Write the records out again exactly, leaving no images in.
--- START ---
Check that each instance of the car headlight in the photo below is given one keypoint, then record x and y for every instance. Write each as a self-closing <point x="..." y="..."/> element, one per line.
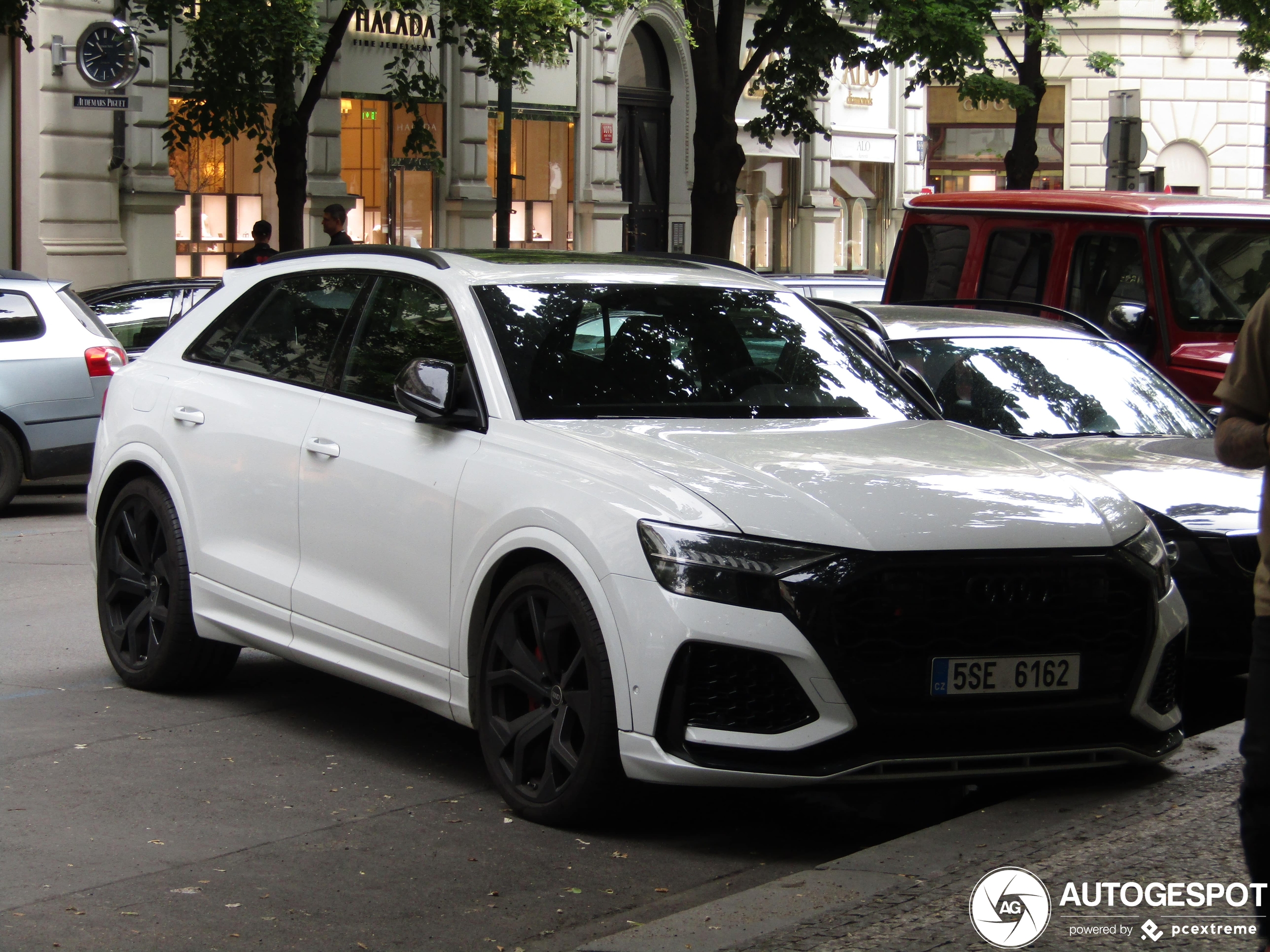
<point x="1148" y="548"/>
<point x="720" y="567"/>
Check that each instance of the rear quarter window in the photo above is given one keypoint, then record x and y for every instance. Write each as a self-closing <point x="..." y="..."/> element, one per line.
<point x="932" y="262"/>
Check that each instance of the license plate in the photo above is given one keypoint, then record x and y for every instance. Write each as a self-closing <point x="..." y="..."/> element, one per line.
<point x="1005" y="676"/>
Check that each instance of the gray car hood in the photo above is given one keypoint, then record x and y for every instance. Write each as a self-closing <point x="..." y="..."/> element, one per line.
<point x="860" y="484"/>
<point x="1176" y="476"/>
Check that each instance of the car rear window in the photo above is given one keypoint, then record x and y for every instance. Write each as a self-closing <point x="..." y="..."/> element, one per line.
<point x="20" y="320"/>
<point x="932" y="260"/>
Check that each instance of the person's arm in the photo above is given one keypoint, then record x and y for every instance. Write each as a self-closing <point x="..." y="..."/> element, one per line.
--- END ---
**Solution to the exercise:**
Check that each instance of the car headlight in the photo below is given one keypoint, then record x and y for every instance. Write each as a self-closing <point x="..." y="..."/> element, one per line.
<point x="1148" y="548"/>
<point x="720" y="567"/>
Check that each instance of the rear quarter window in the photo above is given one keypoint, then record x and y for every instance. Write each as a self-closing <point x="..." y="..."/> element, one per line.
<point x="932" y="262"/>
Check that each instance of the license plate in the photo above is given one keypoint, then record x and y for every instance. Write each as a self-closing <point x="..." y="..."/> element, one per line.
<point x="1005" y="676"/>
Check that each instance of the gray car hood in the photo above is given one keypoint, then record x and y for every instance. Write each as a self-closing <point x="..." y="..."/> element, one per line.
<point x="860" y="484"/>
<point x="1176" y="476"/>
Check that each instance of the car rear window in the photo above is given one keypoint, then record x and y for every instance. Write each as a self-closing <point x="..." y="..."/> element, one per line.
<point x="20" y="320"/>
<point x="932" y="260"/>
Check that each instance of the person's arm in the photo above is given one keypoint, then record x and y for every instance. Write each as a self-closing <point x="..." y="..."/> element, one per line.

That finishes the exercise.